## Task goal
Rewrite the records from the beginning through the line containing "[(117, 69), (264, 114)]", replacing "single dot" with "single point" and leaving everything else unchanged.

Object location annotation data:
# # # # #

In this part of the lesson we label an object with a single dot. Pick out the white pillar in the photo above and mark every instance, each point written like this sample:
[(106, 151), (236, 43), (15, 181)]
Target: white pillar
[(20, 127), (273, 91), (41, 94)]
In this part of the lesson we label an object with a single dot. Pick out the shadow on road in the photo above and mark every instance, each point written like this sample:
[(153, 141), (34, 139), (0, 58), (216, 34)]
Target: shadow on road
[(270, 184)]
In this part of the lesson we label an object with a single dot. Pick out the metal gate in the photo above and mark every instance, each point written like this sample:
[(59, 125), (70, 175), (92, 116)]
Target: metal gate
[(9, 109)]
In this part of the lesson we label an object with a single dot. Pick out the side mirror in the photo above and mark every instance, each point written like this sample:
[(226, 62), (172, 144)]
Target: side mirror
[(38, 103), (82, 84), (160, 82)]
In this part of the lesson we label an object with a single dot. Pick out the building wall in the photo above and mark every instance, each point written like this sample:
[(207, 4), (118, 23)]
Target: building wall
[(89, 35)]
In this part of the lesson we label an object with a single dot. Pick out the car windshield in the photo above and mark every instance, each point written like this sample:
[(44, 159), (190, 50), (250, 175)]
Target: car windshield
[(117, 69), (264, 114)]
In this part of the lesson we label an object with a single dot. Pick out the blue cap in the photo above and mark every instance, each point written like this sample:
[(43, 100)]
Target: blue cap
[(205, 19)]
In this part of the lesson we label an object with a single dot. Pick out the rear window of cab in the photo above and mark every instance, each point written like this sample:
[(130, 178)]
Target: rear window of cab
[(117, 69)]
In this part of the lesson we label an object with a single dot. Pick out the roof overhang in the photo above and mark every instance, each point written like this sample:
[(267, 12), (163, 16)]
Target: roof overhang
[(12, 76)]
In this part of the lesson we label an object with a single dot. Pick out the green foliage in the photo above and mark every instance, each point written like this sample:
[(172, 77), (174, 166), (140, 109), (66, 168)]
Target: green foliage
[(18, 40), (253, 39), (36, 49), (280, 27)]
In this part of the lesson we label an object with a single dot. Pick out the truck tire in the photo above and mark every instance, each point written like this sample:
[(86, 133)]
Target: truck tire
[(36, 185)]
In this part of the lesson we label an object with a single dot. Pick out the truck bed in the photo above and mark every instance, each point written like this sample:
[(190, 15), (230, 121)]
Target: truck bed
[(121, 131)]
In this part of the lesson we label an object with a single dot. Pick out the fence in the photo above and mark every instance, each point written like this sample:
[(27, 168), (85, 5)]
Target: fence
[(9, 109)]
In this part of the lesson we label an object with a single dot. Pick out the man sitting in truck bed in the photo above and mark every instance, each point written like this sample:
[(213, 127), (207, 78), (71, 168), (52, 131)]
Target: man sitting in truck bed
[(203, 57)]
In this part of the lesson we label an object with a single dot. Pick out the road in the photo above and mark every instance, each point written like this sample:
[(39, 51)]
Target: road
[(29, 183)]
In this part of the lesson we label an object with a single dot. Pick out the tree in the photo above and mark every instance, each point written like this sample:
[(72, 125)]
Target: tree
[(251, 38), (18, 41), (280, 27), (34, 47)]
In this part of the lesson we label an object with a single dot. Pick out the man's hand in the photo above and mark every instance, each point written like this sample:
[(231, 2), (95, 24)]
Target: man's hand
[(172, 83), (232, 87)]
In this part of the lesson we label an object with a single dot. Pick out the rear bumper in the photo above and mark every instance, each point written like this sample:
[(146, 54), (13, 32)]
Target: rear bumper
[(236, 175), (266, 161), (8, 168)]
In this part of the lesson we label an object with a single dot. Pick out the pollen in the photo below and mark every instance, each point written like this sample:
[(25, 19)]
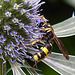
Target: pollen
[(35, 57)]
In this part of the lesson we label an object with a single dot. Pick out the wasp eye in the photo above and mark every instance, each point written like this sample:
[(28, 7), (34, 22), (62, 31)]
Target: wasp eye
[(40, 24)]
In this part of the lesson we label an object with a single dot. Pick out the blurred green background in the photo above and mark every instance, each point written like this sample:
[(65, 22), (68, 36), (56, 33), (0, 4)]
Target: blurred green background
[(57, 11)]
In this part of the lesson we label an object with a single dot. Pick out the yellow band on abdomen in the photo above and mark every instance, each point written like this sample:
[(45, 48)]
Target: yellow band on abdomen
[(45, 50)]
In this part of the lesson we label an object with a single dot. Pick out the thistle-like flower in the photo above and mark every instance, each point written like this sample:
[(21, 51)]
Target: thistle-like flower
[(18, 19)]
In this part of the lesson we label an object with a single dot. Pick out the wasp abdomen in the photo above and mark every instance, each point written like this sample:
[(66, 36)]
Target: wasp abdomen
[(44, 51)]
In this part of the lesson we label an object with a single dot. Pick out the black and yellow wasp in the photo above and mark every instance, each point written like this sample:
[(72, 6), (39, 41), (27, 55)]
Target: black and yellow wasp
[(48, 37)]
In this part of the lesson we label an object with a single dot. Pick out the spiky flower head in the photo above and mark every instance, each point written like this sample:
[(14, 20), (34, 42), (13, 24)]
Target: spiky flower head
[(18, 19)]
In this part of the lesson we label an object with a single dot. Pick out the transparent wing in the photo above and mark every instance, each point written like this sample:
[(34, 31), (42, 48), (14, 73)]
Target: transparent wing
[(57, 62), (65, 28)]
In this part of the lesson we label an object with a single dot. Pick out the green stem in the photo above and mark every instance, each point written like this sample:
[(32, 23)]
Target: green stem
[(2, 67)]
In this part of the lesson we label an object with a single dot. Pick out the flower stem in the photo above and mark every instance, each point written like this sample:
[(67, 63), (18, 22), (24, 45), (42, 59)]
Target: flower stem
[(2, 67)]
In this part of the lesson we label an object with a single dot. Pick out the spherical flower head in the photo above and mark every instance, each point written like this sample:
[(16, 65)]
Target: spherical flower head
[(16, 6), (23, 11), (2, 39), (0, 6), (17, 23), (21, 25), (8, 14), (6, 27)]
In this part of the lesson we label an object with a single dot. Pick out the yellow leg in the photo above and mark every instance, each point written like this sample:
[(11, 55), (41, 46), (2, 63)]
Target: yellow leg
[(41, 59)]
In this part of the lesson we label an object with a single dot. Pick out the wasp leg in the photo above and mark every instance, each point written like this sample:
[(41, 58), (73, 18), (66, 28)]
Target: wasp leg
[(41, 59), (31, 43)]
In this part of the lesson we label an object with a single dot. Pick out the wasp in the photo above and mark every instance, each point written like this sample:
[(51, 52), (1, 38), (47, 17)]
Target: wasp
[(48, 37)]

# # # # #

## Full solution
In this part of the lesson we label an object with a single point. Pick out the white pillar in the photo above and mark every instance, each point written like this sample:
[(106, 151), (236, 43), (15, 181)]
Target: white pillar
[(20, 127), (273, 91), (41, 94)]
In this part of the lesson we label an object with a single point. Pick out the shadow on road in the photo above and mark every instance, each point written like this sample:
[(153, 141), (34, 139), (0, 58), (216, 34)]
Target: shadow on road
[(270, 184)]
In this part of the lesson we label an object with a single point. Pick out the metal gate in the photo above and mark every instance, each point written like this sample:
[(59, 125), (70, 175), (92, 116)]
Target: metal gate
[(9, 109)]
In this part of the lesson we label an object with a single point. Pick out the side mirror in the photo above and mark every instance, each point written like this sample:
[(226, 62), (172, 144)]
Target: side mirror
[(38, 103), (82, 84), (160, 82)]
In this part of the lesson we label an object with a single point. Pick out the building wall in the photo above and mark every instance, each point written like this sample:
[(207, 4), (118, 23)]
Target: building wall
[(89, 35)]
In this part of the lesson we label an object with a single point. Pick out the car windshield in the photo above and mark every instance, each point written like this sample:
[(44, 159), (190, 50), (250, 175)]
Target: car windshield
[(117, 69), (264, 114)]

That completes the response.